====== DATA TO EXAMINE ======

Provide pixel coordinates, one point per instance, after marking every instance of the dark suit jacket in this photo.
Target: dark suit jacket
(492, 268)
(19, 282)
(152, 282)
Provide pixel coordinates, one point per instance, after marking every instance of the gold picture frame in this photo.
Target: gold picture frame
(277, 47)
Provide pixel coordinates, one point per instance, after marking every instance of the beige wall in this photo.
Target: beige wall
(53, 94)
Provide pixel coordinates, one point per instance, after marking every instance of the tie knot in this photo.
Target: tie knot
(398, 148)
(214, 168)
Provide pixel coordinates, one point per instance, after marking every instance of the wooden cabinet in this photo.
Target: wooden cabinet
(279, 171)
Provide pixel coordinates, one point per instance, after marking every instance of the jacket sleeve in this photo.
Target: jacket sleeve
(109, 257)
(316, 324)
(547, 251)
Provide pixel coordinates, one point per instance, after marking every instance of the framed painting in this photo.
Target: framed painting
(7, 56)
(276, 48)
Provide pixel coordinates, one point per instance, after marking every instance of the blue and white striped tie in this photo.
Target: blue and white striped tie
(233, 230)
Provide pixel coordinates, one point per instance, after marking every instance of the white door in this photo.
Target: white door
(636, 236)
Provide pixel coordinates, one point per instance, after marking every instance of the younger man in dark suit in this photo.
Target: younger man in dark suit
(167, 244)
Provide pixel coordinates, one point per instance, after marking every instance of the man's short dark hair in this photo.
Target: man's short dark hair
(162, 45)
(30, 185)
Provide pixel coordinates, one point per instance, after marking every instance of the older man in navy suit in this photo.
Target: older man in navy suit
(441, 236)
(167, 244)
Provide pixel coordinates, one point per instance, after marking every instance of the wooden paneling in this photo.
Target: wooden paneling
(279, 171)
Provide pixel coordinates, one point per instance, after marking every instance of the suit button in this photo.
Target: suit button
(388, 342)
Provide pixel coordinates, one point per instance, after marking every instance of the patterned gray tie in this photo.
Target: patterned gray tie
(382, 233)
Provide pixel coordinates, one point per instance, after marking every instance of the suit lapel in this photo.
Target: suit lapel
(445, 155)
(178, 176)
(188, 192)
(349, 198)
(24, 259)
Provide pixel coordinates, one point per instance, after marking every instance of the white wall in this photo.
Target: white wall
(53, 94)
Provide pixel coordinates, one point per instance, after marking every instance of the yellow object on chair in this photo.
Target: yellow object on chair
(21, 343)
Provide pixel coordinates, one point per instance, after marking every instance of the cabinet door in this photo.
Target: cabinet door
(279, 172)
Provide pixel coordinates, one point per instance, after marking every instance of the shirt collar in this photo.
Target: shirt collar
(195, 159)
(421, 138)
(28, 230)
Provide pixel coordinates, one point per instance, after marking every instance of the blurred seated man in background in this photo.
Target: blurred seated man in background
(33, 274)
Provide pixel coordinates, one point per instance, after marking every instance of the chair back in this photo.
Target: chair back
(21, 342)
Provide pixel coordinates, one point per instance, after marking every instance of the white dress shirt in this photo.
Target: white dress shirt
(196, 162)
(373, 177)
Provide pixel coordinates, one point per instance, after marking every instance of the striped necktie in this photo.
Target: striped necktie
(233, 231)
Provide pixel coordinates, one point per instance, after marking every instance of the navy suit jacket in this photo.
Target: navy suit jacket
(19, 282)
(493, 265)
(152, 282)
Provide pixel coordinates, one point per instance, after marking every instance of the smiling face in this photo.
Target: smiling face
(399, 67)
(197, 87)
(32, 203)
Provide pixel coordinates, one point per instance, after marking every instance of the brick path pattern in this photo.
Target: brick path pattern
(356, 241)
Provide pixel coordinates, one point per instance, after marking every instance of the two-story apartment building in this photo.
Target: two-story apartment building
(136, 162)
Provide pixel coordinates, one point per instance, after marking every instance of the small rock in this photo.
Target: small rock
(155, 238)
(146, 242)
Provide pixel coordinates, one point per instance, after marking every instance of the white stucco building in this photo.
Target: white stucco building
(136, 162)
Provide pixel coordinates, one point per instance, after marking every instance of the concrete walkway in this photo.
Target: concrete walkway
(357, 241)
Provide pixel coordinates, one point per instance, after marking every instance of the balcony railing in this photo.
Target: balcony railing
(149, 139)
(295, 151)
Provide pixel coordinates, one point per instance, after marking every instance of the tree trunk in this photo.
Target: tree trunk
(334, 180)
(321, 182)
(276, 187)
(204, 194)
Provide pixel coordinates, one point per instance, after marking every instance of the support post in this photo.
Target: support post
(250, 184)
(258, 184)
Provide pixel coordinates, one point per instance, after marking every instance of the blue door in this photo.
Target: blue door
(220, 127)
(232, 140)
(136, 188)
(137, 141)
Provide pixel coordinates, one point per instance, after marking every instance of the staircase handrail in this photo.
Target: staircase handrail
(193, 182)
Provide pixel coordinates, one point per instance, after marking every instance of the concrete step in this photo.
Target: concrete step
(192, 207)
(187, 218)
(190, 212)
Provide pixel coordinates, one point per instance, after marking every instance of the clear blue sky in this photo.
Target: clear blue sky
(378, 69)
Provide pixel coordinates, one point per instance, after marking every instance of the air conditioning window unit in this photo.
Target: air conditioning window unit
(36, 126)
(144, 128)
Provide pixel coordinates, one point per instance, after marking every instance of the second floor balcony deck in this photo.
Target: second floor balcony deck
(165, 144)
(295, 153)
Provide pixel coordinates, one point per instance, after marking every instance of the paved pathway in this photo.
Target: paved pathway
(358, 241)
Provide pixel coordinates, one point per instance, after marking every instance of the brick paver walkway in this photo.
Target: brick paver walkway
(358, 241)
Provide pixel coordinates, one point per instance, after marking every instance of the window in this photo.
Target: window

======

Please, from the entries above, set down exactly the lines from the one containing "Target: tie knot" through the one containing "sleeve in this photo.", and only those.

**RESPONSE TO THIS TASK**
Target: tie knot
(398, 148)
(214, 168)
Provide pixel coordinates, one point per instance, after marking every instance of the wooden cabinet in this photo.
Target: wooden cabinet
(279, 171)
Provide pixel coordinates, one point per instance, after marking every instance of the jacket sleeve in this photo.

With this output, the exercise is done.